#### [What to produce]
Reproduce each of the records below word for word, omitting the pictures.

Data listing:
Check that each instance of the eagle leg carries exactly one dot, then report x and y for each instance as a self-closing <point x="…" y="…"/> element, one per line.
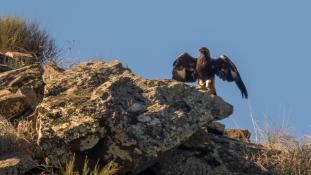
<point x="210" y="86"/>
<point x="201" y="84"/>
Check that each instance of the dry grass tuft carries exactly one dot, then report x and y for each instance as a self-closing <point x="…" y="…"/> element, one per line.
<point x="110" y="169"/>
<point x="19" y="35"/>
<point x="283" y="153"/>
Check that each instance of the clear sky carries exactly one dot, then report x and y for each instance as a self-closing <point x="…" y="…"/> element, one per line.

#### [Completed exercise]
Check that each instance of the eagle leg carries exactly one dot, then report x and y for each instance as a self-closing <point x="…" y="…"/> element, one per line.
<point x="210" y="86"/>
<point x="201" y="84"/>
Check that each instance of the dry grass tuft carries exactly one dot, then report x and y for each instance as a self-closing <point x="…" y="…"/> element, one per line.
<point x="110" y="169"/>
<point x="19" y="35"/>
<point x="283" y="153"/>
Check that each instance of the clear sky carries exactly one dot, then report x and y for each instance as a self-closing <point x="…" y="…"/> element, one per line.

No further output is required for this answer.